Return each of the entries below word for word, leaving out the pictures.

Entries on locating named things:
================

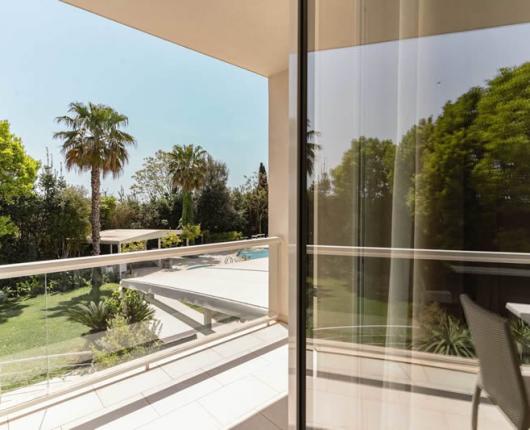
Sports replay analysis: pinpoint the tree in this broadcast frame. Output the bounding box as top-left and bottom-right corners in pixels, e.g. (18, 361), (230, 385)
(54, 102), (135, 255)
(332, 136), (396, 246)
(258, 163), (269, 191)
(0, 121), (39, 237)
(35, 162), (89, 259)
(131, 151), (174, 201)
(169, 145), (207, 226)
(236, 173), (269, 234)
(197, 157), (239, 233)
(306, 120), (320, 176)
(412, 88), (480, 249)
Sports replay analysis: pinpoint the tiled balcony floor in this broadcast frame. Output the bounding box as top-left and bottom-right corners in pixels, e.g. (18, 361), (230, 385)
(0, 324), (287, 430)
(0, 324), (512, 430)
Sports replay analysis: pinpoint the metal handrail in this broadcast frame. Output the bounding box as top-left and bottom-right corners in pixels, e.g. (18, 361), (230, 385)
(0, 236), (281, 279)
(307, 245), (530, 264)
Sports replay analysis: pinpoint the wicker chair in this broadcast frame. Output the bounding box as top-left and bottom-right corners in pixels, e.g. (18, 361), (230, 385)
(460, 294), (530, 430)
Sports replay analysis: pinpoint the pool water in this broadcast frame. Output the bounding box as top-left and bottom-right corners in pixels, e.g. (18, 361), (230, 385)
(237, 248), (269, 260)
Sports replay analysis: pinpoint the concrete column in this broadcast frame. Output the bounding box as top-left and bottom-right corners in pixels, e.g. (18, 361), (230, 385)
(268, 70), (290, 322)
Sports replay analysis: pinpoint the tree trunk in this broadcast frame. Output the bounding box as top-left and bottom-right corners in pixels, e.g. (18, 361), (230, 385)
(90, 166), (102, 301)
(180, 191), (193, 226)
(90, 167), (101, 255)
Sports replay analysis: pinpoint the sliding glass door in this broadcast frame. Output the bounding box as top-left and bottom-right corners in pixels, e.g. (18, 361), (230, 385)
(298, 0), (530, 430)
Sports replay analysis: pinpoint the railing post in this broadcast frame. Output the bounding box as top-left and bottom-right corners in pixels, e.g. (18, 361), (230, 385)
(269, 242), (281, 316)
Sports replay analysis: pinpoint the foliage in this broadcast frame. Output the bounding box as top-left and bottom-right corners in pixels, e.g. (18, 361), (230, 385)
(414, 304), (475, 357)
(0, 121), (39, 237)
(68, 301), (113, 333)
(2, 276), (44, 299)
(306, 120), (320, 176)
(197, 157), (240, 233)
(169, 145), (207, 225)
(233, 172), (269, 236)
(131, 150), (174, 202)
(121, 241), (146, 253)
(206, 231), (243, 243)
(180, 224), (202, 244)
(91, 314), (161, 367)
(0, 163), (89, 263)
(510, 318), (530, 364)
(105, 289), (155, 324)
(160, 233), (182, 248)
(69, 290), (155, 332)
(54, 102), (135, 262)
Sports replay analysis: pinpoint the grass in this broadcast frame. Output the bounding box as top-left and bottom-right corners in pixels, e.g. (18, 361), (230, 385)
(309, 277), (410, 344)
(0, 284), (118, 390)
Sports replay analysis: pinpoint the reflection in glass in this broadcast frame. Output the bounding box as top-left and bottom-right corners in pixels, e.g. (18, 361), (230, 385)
(306, 5), (530, 429)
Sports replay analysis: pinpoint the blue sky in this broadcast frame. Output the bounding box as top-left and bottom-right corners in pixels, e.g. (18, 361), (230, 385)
(0, 0), (268, 192)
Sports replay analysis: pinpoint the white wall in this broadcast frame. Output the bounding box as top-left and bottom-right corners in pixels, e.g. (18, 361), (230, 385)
(268, 70), (290, 322)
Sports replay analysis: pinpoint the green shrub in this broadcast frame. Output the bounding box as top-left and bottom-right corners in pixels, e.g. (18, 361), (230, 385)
(180, 224), (202, 245)
(68, 290), (155, 333)
(160, 233), (182, 248)
(206, 231), (243, 243)
(106, 290), (155, 324)
(121, 241), (146, 253)
(510, 318), (530, 364)
(413, 304), (475, 357)
(91, 315), (161, 368)
(68, 301), (114, 333)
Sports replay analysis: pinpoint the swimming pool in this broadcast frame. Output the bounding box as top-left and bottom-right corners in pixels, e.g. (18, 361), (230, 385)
(237, 248), (269, 260)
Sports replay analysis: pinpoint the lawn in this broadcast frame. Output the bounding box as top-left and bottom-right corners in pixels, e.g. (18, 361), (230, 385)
(0, 284), (118, 389)
(0, 284), (118, 361)
(310, 277), (410, 344)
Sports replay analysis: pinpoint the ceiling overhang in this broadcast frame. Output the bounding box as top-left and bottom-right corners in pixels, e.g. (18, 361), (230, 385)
(63, 0), (530, 77)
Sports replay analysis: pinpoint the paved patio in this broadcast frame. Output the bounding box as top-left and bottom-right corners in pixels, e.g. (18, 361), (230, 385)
(0, 324), (511, 430)
(0, 324), (287, 430)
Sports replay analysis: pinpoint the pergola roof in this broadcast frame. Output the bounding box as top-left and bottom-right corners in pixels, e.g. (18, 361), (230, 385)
(92, 228), (182, 245)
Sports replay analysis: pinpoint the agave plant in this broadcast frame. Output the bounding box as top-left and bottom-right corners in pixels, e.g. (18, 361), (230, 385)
(68, 302), (113, 333)
(510, 318), (530, 364)
(414, 313), (475, 357)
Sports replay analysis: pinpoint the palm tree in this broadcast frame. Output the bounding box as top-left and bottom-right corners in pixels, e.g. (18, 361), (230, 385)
(306, 120), (320, 176)
(169, 145), (208, 226)
(54, 102), (136, 255)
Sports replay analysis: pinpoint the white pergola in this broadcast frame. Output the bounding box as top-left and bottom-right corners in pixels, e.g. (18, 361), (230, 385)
(88, 228), (182, 254)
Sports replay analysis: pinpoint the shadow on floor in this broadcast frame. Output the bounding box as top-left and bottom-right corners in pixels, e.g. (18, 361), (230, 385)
(227, 396), (287, 430)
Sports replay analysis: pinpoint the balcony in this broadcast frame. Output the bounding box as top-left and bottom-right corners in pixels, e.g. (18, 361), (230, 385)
(0, 238), (287, 429)
(0, 238), (525, 429)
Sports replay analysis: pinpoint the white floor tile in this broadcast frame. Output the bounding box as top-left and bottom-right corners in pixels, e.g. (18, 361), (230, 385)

================

**Answer to this problem:**
Sports replay analysis: pinpoint the tree in this broadcast frame. Output the bounding box as top-left and bottom-right corners in pixels, e.g. (18, 361), (230, 385)
(54, 102), (135, 255)
(332, 136), (396, 246)
(258, 163), (269, 191)
(0, 121), (39, 237)
(35, 162), (89, 259)
(131, 151), (174, 201)
(169, 145), (207, 226)
(236, 173), (269, 234)
(197, 157), (239, 233)
(306, 120), (320, 176)
(412, 88), (480, 249)
Sports replay analysis: pinpoint the tiled balcony floor in this broadcast frame. Output the bounding box as top-left and bottom-right corners in pixels, e.g. (18, 361), (230, 385)
(0, 324), (287, 430)
(0, 324), (512, 430)
Sports replay analysis: pinpoint the metal handrail in this broadcast frame. Output the bounding box as top-left and bottom-right corners in pixels, e.g. (18, 361), (230, 385)
(0, 236), (281, 279)
(307, 245), (530, 264)
Sports replay analysis: pinpoint the wicker chair in this broadcast frame. Output the bounding box as top-left and bottom-right corners in pixels, e.g. (18, 361), (230, 385)
(460, 294), (530, 430)
Sports replay analysis: pinpoint the pool water in this broadcast frame. Output the bounding box as top-left and bottom-right corners in pixels, e.g. (18, 361), (230, 385)
(237, 248), (269, 260)
Sports replay analysis: pinpoint the concrete column in this broadcast frame. Output the bounding box as top-left and bottom-right corners in pixels, e.g. (18, 361), (230, 385)
(268, 70), (290, 322)
Sports replay analysis: pinpoint the tree trunk in this broadcast frame. Output the bounding box as top-left and bottom-right corners in pixels, e.g. (18, 361), (230, 385)
(90, 166), (102, 301)
(180, 191), (193, 226)
(90, 167), (101, 255)
Sports replay analysis: pinpoint the sliding glass door in this broadcast frame. Output the bounding box as top-left and bottom-right corners in pixels, e.g. (18, 361), (230, 385)
(298, 0), (530, 430)
Sports replay analysis: pinpoint the railing post in this broadcast frame. Output the bounding box as top-left and bottom-right corners in pixels, e.g. (18, 361), (230, 385)
(269, 242), (281, 316)
Sports replay analysis: pinpoint the foliage in this broadcast frame. Output the bounding box as top-left and bottom-right corners in pixels, e.g. (18, 361), (230, 385)
(414, 304), (475, 357)
(0, 121), (39, 237)
(68, 301), (113, 333)
(2, 276), (44, 299)
(306, 120), (320, 176)
(197, 157), (240, 233)
(169, 145), (207, 225)
(233, 172), (269, 236)
(131, 150), (174, 202)
(121, 241), (146, 253)
(206, 231), (243, 243)
(180, 224), (202, 244)
(91, 314), (161, 367)
(0, 163), (89, 263)
(510, 318), (530, 364)
(105, 289), (155, 324)
(160, 233), (182, 248)
(69, 290), (155, 332)
(54, 102), (135, 262)
Sports replay analysis: pinpoint the grass in this broadcast frame. Output the bounding box as top-left and bottom-right corners in pixels, e.g. (18, 361), (230, 385)
(309, 277), (410, 344)
(0, 284), (118, 390)
Sports replay analysis: pinpoint the reflection in glass in this broadcast frame. Output the bounding box as top-left and bottom-right corners in pixels, e.g. (18, 361), (230, 385)
(306, 5), (530, 429)
Sports replay analysis: pinpoint the blue sky in this broadcast frame. Output the bounding box as top-left and bottom-right corners in pixels, e.g. (18, 361), (230, 385)
(0, 0), (268, 192)
Sports replay analysis: pinpoint the white wall in this broadcast frame. Output the bounding box as top-left and bottom-right corners in pixels, e.g. (18, 361), (230, 385)
(268, 70), (290, 322)
Sports replay analysis: pinpoint the green shrub in this broadcast frame. Output the bounding box as top-left and bottom-right corners in pixels, e.g. (18, 361), (230, 385)
(180, 224), (202, 245)
(68, 290), (155, 333)
(160, 233), (182, 248)
(206, 231), (243, 243)
(106, 290), (155, 324)
(121, 241), (146, 253)
(510, 318), (530, 364)
(413, 304), (475, 357)
(91, 315), (161, 368)
(68, 301), (114, 333)
Sports replay analysis: pinpoint the swimming pool in this broadcast frame. Output the bounding box as top-left and bottom-right corners in pixels, e.g. (18, 361), (230, 385)
(237, 248), (269, 260)
Sports replay analysis: pinpoint the lawn in this broadcast frame. Output the bounding box as top-left and bottom-right corners in pixels, e.g. (18, 361), (230, 385)
(0, 284), (118, 389)
(0, 284), (118, 361)
(310, 277), (410, 344)
Sports replay analysis: pinpoint the ceiling overhang in this broadcast frame. Output the bounding box as top-left and bottom-right corners in pixels, e.g. (18, 361), (230, 385)
(63, 0), (530, 77)
Sports replay analysis: pinpoint the paved patio in this broadcast frame. Output the bounding box as top-left and bottom-right corners in pixels, e.g. (18, 361), (230, 385)
(0, 324), (511, 430)
(0, 324), (287, 430)
Sports replay analysis: pinpoint the pergola roof in this broadcast frame. Output the bounding box as top-left and bottom-right corners in pixels, e.g. (18, 361), (230, 385)
(92, 228), (182, 245)
Sports replay analysis: pinpoint the agave plant in this broadcast frame. Output the bounding box as top-left and bottom-right corners in pixels, e.g. (18, 361), (230, 385)
(68, 302), (113, 333)
(510, 318), (530, 364)
(414, 313), (475, 357)
Sports replay analysis: pinpoint the palm tree in this broadcast frame. Output the bounding box as top-left and bottom-right corners in pixels, e.g. (18, 361), (230, 385)
(306, 120), (320, 176)
(169, 145), (208, 226)
(54, 102), (136, 255)
Sports replay analysis: pinpoint the white pergola in this broadcast frame. Output the bounding box as top-left and bottom-right corners in pixels, e.g. (18, 361), (230, 385)
(88, 228), (182, 254)
Sports replay analysis: pinpoint the shadow on floor in this broadcast frame. Output the bounding box as top-left and bottom-right corners in pixels, e.g. (18, 361), (230, 385)
(227, 396), (287, 430)
Sports replay analysis: pinpoint the balcony in this broadcast frame. Output the bounding box as top-left and bottom-right corners in pixels, e.g. (18, 361), (230, 385)
(0, 238), (287, 429)
(0, 238), (525, 429)
Sports replay analysis: pinpoint the white floor tile in this broadcast frame. Output the bounding box as top-left and bottom-right corners in pixels, e.g. (18, 361), (230, 385)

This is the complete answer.